_WRITTEN TASK:_
Count the lines in the listing below that contain the string "rear", and give only that number.

_SOURCE MATERIAL:_

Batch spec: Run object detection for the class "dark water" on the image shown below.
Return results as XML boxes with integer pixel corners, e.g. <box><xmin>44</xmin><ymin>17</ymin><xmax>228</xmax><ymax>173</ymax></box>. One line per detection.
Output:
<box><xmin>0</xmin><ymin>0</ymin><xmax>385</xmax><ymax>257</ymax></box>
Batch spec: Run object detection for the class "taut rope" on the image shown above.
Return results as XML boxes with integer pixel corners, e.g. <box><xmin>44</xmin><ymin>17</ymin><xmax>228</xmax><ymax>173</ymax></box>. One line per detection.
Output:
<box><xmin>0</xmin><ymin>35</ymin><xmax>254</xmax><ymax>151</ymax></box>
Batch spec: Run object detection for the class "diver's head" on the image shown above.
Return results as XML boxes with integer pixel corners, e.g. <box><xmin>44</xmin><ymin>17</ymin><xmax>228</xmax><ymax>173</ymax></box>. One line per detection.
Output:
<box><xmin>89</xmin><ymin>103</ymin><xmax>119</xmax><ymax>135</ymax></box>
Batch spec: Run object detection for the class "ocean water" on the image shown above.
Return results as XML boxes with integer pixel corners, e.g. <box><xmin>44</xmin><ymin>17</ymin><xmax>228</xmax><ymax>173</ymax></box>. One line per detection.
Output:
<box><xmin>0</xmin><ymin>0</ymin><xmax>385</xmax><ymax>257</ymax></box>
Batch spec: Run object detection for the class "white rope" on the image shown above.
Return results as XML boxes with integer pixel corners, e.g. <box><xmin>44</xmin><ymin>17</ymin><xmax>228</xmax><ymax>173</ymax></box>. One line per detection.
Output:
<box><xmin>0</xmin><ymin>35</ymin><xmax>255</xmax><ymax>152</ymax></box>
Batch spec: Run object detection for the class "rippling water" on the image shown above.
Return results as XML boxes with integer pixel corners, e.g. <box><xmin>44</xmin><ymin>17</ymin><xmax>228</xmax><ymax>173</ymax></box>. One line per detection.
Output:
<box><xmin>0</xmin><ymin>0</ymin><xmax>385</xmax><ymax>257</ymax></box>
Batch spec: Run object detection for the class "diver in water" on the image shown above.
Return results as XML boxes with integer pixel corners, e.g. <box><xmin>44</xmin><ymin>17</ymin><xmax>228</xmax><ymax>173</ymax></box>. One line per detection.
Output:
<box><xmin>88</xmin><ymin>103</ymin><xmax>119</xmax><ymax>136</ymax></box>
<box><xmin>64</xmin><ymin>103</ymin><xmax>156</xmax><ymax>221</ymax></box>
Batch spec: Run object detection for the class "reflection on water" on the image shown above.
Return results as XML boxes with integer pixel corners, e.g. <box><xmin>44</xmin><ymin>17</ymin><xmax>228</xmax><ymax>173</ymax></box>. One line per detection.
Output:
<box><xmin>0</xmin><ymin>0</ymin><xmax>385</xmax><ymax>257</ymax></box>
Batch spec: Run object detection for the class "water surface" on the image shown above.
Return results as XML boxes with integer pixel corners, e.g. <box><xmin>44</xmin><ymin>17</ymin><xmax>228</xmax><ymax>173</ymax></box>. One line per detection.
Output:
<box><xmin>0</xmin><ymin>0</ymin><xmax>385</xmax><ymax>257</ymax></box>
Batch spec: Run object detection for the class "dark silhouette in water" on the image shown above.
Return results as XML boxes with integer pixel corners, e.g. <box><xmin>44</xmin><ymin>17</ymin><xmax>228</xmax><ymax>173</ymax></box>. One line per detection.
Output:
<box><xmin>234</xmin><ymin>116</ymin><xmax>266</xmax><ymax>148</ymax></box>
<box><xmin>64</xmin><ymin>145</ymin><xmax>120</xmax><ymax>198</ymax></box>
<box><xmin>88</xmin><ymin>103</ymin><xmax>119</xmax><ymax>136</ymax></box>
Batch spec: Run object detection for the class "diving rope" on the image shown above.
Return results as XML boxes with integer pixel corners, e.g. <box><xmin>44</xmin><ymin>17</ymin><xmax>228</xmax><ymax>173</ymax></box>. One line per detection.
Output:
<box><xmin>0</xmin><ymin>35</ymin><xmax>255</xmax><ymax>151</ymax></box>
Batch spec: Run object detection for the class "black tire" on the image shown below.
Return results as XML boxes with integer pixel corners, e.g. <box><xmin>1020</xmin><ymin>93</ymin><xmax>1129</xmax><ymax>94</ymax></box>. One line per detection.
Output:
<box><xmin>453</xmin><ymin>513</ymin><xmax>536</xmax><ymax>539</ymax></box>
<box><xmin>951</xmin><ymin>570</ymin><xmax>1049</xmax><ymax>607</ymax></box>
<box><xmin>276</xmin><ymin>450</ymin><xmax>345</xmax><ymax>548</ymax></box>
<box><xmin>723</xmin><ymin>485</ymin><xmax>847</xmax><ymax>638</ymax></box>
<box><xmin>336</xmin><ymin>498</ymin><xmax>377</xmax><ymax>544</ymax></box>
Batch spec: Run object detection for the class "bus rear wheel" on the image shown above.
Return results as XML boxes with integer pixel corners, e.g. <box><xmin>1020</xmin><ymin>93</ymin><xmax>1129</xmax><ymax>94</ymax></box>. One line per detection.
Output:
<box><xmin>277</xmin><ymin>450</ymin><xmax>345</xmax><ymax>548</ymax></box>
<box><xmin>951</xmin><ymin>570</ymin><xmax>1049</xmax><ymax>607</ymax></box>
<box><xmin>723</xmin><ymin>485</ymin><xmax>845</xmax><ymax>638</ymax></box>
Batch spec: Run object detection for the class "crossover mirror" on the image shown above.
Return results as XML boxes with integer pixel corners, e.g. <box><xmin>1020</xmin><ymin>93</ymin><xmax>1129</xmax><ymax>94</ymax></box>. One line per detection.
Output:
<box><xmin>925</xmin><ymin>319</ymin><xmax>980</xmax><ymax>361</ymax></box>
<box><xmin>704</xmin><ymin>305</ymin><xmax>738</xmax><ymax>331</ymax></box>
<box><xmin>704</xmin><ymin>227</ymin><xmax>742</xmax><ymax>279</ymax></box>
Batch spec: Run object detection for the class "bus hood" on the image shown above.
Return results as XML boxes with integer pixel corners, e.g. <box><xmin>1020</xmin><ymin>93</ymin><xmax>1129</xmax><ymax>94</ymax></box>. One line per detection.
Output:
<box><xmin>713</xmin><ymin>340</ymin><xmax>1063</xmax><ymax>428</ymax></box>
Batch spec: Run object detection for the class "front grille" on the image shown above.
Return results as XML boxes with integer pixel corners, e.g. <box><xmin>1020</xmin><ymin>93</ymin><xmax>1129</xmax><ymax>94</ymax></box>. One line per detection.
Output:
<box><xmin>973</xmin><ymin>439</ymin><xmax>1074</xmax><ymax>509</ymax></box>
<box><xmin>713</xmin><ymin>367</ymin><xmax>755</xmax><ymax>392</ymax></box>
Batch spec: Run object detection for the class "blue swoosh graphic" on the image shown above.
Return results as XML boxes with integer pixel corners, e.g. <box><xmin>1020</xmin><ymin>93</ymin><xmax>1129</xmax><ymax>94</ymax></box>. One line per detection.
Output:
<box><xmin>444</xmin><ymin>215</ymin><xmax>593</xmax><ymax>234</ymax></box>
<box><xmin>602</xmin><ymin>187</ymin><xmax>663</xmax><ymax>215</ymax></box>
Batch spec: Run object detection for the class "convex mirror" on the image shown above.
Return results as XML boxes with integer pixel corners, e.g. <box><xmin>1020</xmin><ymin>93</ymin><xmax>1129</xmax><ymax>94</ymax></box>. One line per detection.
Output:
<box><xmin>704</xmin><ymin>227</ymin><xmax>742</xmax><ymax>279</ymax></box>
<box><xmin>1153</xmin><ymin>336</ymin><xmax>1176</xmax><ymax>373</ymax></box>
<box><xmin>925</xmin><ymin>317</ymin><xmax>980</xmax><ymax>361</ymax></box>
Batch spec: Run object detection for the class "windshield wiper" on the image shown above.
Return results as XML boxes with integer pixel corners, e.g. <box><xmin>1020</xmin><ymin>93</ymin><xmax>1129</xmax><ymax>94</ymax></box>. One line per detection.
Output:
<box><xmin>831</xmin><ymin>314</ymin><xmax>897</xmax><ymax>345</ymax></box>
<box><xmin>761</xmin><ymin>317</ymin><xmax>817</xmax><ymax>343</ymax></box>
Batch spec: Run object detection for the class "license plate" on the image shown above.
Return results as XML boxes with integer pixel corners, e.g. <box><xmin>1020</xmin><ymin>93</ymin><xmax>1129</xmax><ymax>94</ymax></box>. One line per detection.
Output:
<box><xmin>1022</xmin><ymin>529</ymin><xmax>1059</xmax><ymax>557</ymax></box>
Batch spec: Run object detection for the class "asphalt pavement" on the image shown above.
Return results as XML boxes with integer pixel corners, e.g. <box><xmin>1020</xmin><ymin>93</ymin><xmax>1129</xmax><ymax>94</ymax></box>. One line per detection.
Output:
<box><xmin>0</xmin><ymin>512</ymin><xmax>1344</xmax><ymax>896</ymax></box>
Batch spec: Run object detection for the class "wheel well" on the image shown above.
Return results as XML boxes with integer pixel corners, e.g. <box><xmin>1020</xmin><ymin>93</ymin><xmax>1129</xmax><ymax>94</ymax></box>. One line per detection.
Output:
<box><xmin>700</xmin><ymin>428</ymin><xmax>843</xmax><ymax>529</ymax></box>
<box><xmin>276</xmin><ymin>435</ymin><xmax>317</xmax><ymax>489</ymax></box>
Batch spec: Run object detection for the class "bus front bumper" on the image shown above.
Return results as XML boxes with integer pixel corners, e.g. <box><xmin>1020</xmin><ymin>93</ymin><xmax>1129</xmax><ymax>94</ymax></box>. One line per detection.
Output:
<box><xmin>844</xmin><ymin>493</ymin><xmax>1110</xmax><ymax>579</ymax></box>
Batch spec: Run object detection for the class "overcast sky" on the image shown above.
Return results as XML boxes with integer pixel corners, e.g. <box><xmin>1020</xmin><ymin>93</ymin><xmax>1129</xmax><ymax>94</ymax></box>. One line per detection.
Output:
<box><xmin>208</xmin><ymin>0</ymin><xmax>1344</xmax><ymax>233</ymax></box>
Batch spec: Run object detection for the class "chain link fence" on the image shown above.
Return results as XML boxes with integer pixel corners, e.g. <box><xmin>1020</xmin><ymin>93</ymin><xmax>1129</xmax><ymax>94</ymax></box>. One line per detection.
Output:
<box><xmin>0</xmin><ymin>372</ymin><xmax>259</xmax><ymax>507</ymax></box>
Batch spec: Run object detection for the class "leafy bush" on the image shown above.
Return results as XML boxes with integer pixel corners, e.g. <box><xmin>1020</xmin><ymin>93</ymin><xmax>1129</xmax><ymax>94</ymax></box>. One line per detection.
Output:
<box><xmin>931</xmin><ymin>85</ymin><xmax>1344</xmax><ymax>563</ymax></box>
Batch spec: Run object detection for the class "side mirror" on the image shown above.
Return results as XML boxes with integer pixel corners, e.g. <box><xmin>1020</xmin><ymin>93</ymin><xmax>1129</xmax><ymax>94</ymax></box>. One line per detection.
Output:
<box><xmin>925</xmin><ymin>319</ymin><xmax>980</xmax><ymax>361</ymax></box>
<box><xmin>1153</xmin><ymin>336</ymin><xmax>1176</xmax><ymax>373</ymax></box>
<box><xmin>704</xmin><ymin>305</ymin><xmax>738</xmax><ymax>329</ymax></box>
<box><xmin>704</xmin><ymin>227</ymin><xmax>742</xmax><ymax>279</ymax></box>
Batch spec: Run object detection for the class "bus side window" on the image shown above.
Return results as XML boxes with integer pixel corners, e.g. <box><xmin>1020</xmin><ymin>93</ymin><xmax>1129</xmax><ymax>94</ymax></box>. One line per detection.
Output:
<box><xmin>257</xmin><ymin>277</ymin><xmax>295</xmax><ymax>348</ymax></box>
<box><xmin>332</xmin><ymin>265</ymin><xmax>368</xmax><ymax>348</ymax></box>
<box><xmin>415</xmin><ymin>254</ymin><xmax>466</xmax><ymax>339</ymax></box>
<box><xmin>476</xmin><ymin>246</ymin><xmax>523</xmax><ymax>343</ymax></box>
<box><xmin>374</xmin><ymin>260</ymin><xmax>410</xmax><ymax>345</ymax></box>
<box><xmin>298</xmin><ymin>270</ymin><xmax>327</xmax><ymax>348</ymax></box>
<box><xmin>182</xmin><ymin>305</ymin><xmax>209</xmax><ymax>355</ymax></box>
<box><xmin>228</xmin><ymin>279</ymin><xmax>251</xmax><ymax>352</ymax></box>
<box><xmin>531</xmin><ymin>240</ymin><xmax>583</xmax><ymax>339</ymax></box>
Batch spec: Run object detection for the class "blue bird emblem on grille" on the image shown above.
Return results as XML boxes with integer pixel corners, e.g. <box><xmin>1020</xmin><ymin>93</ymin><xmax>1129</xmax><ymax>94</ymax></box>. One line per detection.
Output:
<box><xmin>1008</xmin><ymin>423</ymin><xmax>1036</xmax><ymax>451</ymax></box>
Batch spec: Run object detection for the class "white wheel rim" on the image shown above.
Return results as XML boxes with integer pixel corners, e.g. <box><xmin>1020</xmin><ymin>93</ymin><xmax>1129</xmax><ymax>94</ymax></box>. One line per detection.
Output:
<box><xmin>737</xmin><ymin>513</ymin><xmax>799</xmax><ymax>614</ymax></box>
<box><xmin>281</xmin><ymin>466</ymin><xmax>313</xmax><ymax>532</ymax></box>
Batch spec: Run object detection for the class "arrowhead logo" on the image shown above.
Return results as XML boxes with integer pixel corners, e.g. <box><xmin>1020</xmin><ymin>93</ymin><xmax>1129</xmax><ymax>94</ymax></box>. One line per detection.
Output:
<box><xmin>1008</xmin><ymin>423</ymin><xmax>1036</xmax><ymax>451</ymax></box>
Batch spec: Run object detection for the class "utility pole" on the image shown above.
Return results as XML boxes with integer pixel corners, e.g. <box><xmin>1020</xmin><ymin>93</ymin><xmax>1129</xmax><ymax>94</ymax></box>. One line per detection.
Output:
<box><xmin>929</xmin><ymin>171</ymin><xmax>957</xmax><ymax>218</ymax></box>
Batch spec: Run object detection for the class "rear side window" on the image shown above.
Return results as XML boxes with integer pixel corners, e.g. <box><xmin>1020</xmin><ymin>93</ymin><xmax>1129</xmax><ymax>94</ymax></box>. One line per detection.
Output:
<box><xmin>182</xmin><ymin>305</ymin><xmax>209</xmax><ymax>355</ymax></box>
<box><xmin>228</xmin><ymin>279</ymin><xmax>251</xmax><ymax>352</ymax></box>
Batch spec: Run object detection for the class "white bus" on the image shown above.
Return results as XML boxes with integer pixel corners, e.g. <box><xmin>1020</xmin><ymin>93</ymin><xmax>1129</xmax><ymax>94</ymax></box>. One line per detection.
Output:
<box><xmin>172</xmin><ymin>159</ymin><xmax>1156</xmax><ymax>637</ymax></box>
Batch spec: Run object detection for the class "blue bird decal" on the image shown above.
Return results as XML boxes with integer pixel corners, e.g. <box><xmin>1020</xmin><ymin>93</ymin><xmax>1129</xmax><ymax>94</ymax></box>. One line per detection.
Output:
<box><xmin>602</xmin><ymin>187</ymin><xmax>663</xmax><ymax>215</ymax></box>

_CORRECT ANSWER:_
2